No one is going to tell you exactly the right time or moment to make the move and pay the fee to join SAG. It really is up to you.
I advise people to design an internship/apprenticeship phase for their career when they move to LA. A lot of commercials are non-union these days so there is an opportunity for you to go out and get audition practice while you’re not in the union.
But you need to join SAG-AFTRA if you want to work in TV and Film.
It’s up to you to decide when you feel ready to go comfortably and confidently in front of casting directors. You have to decide when you can show up on a set and do great work. And when you can show yourself as a professional who can hold their own with a cast already in motion…
That’s when you should join the union.
Conversely, a lot of actors wait and it holds them back. Being SAG eligible is another way of saying you are not in the union. Many producers won’t hire actors who are “must joins”. I tell actors to look at it this way: Writers are members of the WGA, Producers are members of the PGA, the main cast members are in SAG•AFTRA, the crew are members of IATSE. Why would a show, whose entire cast and crew are in a union hire someone who’s not?
First off, a lot of actors don’t like networking in Hollywood. Many actors don’t have a great relationship with that word. So let me make it more palatable:
What actors fail to realize is that socializing, going to class, or experiencing all LA has to offer, counts as networking. Creating projects on your own, learning to shoot and self-produce with the people around you, also counts as networking.
Lastly, people you attend class with, perform with, and come up through the industry with, start booking jobs over time. As you become more seasoned, these will become your allies and friends who can help you in the industry.
Networking is uncomfortable when it’s inorganic. Be open to people, experiences and say yes to everything you can. Learn to ask for help when you need it. Boom! You’re a successful networker!
Outside of your house!
I guess that question implies that you’re new to LA. Actually, even if you aren’t, it can be hard to meet people in Los Angeles. It’s spread out for miles and is a huge collection of neighborhoods. It’s a very much a car town. I think that’s why our comedy scene is bigger than New York’s and Chicago’s. It’s a way of connecting.

» EXCERPTED RECORDS
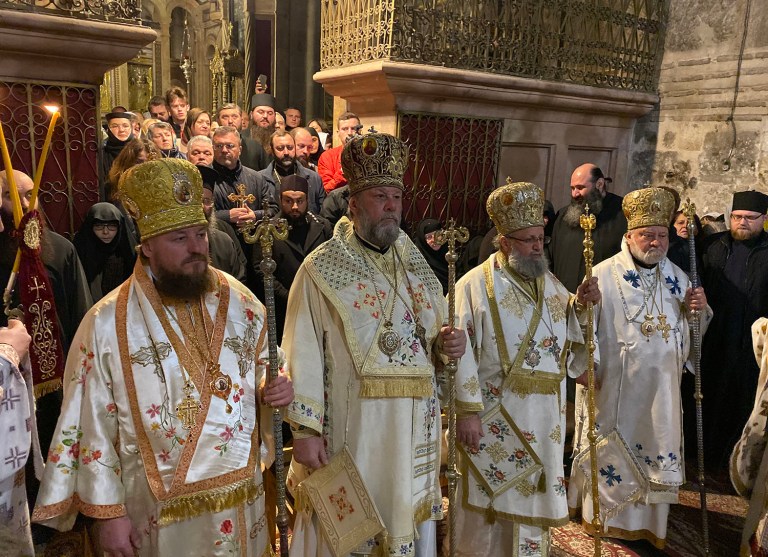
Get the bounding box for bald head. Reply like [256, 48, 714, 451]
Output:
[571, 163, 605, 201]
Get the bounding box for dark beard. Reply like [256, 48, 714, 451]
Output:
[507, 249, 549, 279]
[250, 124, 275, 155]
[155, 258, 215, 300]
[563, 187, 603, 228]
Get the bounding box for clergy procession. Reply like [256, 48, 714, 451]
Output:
* * *
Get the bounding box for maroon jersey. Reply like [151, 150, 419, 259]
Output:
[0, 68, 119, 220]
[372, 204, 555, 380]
---
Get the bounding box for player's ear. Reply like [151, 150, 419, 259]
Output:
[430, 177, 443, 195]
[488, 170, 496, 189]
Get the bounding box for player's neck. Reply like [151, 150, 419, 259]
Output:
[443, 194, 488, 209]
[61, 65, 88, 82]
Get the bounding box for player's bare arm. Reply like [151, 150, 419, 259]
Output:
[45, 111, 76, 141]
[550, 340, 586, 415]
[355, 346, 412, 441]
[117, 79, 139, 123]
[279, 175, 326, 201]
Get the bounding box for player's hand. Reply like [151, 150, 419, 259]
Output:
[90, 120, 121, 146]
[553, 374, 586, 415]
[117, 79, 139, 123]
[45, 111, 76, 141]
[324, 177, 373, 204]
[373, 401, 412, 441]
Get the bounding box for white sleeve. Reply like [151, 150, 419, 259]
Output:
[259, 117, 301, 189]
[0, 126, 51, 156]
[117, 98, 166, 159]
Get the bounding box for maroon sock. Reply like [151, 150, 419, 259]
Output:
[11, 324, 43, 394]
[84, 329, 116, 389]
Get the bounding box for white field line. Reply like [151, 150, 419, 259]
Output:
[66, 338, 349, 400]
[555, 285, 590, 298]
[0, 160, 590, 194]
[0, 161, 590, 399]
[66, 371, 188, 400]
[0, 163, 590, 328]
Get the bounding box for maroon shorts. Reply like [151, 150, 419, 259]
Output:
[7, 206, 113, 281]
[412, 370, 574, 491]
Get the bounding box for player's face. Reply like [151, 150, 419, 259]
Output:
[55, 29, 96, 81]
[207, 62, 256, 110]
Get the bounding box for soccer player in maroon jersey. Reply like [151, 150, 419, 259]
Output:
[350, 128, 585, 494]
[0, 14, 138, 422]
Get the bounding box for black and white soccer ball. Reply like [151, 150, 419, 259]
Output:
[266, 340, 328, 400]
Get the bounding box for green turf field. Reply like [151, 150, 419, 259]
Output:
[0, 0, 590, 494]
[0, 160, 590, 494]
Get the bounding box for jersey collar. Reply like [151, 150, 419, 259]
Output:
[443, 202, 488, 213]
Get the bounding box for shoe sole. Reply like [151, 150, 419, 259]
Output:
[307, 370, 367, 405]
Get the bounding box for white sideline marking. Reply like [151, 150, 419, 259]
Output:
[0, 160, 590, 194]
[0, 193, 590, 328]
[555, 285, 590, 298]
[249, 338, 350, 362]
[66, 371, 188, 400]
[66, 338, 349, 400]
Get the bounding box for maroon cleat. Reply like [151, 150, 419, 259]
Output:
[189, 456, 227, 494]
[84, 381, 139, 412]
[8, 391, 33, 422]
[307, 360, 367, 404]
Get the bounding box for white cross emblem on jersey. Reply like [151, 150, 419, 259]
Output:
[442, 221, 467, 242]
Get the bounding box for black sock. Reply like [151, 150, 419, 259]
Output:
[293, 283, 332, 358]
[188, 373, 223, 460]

» INSTRUCTIONS FOR THE TASK
Answer these questions from the advice on acting careers in Los Angeles:
(a) Which union does the text say writers belong to?
(b) What type of work does the text say is often non-union these days?
(c) Which two cities' comedy scenes does the text say the Los Angeles scene is bigger than?
The material plays no role in what comes next.

» OUTPUT OF THE TASK
(a) The WGA.
(b) Commercials.
(c) New York's and Chicago's.